__Task data__:
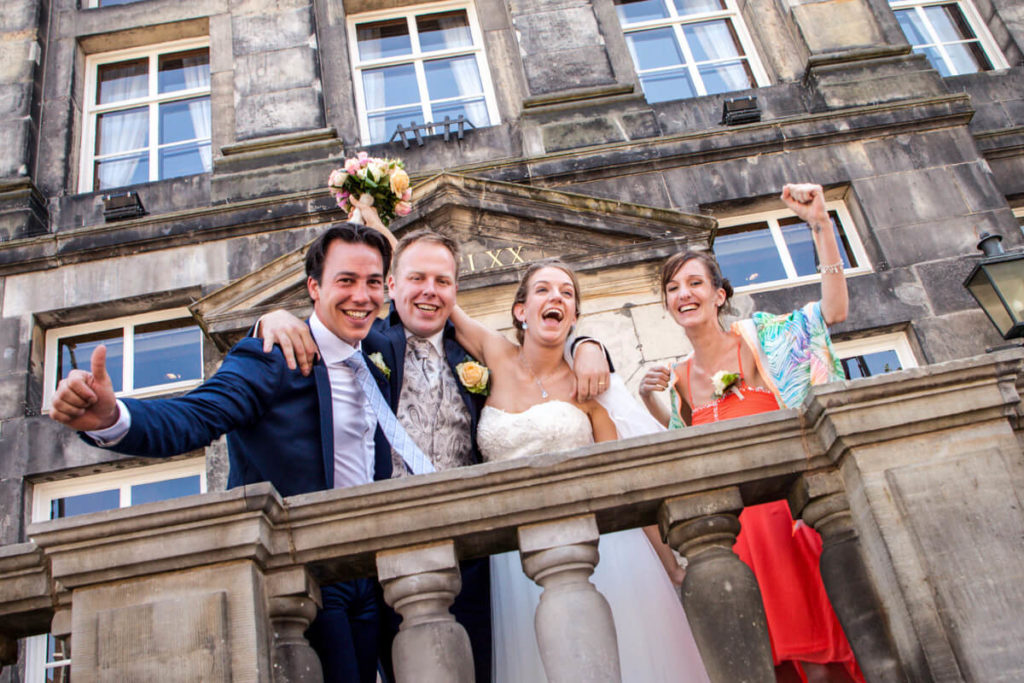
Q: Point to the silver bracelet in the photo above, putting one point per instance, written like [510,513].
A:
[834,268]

--

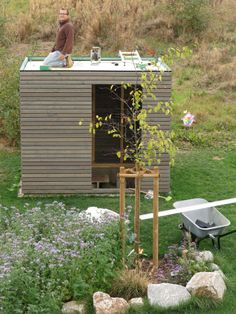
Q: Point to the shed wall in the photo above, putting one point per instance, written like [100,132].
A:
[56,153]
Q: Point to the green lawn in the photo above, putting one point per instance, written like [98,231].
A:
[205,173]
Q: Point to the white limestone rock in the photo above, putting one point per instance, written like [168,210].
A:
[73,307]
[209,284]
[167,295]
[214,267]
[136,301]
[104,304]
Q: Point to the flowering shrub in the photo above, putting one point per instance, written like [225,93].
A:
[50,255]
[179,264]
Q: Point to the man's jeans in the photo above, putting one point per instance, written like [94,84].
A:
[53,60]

__Task to carry out__: Pull out every line from the records above that contains the word "like", and copy each one unchanged.

__Exercise response__:
Q: Point to the silver bracelet in the photo above, putting one point per instance, written like [510,513].
Q: Point to the shed wall in the photo above, putting one point per instance, written like [100,132].
Q: Point to the green lawn in the photo above, putting one point per instance, written like [98,231].
Q: Point to the white limestone rock in the photo above, putting one point per instance, written like [168,210].
Q: Point to the flowering shrub in the photo above, putting one point per instance, written like [225,93].
Q: Point to the man's jeans in the photo above, putting one point per instance, written like [94,84].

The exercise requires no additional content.